** start **
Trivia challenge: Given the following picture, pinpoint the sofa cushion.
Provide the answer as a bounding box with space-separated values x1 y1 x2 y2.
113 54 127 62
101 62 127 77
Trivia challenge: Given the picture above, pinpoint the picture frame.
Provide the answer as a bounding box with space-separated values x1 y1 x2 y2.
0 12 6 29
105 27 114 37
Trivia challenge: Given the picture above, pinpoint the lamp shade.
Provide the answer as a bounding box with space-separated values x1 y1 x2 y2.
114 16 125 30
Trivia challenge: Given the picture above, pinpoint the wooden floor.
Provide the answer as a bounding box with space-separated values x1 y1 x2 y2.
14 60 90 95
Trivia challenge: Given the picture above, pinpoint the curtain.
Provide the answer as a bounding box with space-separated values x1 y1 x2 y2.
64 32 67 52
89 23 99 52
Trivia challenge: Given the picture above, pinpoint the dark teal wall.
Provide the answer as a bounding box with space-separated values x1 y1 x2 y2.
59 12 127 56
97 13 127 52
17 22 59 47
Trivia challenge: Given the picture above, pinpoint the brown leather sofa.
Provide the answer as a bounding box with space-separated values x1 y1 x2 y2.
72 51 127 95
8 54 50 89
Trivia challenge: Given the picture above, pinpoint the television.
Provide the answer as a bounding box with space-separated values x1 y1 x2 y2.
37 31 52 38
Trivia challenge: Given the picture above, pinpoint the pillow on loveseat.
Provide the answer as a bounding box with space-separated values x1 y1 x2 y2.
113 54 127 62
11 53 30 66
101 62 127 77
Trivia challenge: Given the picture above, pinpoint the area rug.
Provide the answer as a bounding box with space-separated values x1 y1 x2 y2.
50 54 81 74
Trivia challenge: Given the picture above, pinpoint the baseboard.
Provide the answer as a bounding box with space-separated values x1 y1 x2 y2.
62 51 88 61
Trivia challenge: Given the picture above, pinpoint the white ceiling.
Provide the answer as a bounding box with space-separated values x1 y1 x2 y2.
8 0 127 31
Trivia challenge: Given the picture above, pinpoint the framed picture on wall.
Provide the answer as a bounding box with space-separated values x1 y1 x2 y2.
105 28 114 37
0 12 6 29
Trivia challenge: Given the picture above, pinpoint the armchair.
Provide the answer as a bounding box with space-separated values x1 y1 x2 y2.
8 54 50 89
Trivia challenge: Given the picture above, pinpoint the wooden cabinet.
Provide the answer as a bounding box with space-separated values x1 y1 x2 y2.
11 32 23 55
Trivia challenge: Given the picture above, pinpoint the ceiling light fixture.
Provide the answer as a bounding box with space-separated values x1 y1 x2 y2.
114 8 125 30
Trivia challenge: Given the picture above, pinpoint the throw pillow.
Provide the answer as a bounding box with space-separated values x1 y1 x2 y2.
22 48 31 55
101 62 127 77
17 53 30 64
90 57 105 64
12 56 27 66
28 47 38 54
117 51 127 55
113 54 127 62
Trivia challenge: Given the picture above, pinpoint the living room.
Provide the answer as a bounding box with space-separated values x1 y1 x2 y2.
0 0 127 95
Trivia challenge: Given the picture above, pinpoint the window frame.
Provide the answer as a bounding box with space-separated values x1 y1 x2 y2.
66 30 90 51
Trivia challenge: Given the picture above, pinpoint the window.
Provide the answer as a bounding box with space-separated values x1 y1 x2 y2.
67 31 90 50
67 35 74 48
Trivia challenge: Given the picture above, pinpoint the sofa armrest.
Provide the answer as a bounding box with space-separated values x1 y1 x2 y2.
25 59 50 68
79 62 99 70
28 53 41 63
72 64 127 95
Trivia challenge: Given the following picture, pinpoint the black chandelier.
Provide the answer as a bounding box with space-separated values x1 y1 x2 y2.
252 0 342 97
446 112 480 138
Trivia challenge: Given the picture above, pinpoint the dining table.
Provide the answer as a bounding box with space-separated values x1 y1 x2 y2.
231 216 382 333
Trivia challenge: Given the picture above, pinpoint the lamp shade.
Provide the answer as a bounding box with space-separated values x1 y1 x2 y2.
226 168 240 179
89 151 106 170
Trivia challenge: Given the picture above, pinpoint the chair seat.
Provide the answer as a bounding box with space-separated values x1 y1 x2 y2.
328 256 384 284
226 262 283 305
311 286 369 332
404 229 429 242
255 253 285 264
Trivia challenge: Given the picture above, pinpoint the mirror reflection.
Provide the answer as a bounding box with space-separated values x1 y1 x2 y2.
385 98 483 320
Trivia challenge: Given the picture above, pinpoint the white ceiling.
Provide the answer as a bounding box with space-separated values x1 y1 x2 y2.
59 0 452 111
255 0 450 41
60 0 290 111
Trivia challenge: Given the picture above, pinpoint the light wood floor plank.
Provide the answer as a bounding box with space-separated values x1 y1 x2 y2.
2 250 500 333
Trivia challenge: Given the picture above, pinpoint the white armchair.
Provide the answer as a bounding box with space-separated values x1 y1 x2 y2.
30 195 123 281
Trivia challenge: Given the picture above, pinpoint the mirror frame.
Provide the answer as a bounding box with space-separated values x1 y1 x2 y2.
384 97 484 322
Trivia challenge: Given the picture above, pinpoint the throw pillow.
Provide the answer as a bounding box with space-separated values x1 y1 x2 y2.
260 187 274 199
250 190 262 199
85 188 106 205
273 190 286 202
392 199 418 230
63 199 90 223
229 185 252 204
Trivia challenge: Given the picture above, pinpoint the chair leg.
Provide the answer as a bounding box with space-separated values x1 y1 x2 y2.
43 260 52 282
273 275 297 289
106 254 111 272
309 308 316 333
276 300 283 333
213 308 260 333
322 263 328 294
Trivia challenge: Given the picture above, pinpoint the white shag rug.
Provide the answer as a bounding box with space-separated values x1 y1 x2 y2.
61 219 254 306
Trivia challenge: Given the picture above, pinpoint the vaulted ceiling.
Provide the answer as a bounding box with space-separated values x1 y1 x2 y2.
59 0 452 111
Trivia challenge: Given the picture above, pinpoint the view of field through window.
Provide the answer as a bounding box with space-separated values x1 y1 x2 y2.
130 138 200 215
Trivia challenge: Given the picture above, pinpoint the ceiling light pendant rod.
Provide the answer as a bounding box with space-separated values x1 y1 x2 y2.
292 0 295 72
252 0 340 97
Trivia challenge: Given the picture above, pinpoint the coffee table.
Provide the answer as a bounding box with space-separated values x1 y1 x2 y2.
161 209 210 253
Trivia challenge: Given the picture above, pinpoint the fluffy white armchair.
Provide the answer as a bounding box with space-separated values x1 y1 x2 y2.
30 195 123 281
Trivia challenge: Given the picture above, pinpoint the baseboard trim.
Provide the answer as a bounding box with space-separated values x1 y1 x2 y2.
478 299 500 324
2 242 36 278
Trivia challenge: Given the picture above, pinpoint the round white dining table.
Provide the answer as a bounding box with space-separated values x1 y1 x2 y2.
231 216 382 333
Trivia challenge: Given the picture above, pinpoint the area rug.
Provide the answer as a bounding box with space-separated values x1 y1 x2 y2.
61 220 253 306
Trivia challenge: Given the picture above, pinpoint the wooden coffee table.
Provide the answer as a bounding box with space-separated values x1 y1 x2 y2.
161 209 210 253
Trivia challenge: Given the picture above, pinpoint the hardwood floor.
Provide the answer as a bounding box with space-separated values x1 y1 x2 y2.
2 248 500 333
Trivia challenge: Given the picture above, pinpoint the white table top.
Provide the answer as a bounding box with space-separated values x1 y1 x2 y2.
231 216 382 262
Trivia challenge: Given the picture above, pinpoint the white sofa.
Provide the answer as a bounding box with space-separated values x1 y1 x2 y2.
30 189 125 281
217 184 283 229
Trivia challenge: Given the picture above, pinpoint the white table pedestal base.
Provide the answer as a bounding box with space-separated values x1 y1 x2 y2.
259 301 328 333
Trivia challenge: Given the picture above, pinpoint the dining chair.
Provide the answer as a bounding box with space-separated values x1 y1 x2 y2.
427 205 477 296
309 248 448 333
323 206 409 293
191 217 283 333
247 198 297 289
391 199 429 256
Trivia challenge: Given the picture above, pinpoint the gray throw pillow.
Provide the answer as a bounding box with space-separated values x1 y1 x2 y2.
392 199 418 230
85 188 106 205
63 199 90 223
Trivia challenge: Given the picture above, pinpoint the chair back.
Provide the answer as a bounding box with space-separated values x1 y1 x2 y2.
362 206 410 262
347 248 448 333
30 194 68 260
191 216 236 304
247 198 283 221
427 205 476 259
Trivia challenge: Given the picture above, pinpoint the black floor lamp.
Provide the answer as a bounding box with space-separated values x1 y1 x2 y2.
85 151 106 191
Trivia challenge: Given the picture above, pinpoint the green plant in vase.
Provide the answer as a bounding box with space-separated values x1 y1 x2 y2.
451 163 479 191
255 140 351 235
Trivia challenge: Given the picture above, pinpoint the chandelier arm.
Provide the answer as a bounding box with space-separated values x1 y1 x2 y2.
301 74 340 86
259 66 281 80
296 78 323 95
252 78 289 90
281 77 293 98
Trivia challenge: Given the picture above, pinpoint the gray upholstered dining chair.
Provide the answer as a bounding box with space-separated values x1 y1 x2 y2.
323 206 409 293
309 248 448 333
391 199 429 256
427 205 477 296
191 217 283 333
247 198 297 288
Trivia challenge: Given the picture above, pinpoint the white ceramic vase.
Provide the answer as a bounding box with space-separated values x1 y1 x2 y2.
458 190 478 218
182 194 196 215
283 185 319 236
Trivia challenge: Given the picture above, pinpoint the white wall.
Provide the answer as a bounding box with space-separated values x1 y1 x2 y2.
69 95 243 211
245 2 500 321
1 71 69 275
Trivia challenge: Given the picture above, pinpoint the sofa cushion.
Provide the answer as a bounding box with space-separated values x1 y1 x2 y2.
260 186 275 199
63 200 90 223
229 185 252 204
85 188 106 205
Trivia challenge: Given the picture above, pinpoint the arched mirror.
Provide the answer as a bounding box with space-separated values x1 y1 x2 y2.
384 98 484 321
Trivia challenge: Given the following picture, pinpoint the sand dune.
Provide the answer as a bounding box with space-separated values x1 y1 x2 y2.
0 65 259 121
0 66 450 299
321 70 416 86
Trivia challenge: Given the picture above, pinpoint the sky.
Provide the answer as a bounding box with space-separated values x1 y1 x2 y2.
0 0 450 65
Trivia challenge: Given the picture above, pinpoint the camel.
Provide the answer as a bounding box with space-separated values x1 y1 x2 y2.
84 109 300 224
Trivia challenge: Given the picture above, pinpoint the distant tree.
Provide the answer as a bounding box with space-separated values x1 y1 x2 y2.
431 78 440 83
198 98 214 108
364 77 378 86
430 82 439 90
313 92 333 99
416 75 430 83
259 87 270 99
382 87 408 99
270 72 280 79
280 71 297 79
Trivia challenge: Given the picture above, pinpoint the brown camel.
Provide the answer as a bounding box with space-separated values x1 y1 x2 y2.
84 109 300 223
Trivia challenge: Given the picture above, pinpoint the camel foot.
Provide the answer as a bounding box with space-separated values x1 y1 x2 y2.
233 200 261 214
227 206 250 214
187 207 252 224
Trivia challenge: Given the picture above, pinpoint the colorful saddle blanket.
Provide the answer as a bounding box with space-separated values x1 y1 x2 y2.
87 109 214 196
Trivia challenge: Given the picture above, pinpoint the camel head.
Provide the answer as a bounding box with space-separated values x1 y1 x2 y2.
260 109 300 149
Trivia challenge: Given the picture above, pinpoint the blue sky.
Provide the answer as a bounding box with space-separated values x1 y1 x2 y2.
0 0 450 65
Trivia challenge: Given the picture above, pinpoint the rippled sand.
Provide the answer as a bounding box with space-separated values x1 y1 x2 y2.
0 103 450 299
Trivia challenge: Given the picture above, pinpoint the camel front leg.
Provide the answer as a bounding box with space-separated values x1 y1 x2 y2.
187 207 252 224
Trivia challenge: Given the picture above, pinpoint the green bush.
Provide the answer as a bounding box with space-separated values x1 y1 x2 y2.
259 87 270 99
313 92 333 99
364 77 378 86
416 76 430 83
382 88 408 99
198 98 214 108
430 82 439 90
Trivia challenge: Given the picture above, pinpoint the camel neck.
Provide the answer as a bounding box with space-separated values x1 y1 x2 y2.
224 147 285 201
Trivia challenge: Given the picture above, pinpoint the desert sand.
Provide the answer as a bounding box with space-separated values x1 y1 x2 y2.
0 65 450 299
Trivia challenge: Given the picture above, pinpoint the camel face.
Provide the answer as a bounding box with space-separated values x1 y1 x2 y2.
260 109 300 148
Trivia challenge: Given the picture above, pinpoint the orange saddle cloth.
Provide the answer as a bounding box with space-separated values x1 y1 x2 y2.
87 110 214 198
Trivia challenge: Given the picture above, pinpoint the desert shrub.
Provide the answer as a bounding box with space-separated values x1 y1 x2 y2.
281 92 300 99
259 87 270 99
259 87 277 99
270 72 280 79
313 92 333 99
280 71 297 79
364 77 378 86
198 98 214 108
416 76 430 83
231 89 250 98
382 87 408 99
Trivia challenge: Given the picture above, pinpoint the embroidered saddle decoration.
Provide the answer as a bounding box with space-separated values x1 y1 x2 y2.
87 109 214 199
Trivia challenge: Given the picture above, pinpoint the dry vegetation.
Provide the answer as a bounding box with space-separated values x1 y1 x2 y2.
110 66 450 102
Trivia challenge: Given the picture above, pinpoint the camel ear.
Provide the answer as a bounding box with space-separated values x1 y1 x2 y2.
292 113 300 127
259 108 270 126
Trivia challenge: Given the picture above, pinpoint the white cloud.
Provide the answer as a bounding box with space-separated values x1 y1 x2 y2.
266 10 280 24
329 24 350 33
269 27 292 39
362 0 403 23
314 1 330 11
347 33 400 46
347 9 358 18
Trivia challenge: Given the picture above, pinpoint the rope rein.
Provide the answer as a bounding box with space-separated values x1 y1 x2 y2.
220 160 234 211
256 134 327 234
** end **
What you should do: Rewrite the data from its first line through the line containing "105 27 114 37", with "pinpoint" changed to "locate" and everything else left as it is. Give only those lines.

Task response:
Trivia challenge: Given the following picture, locate the sofa cushion.
Provide the answer as a bounding box with space-separated values x1 y1 x2 y2.
113 54 127 62
101 62 127 77
Trivia challenge: Given the picture above, locate the picture frame.
Provide the answer as a bounding box with space-separated values x1 y1 x2 y2.
0 12 6 29
105 27 114 37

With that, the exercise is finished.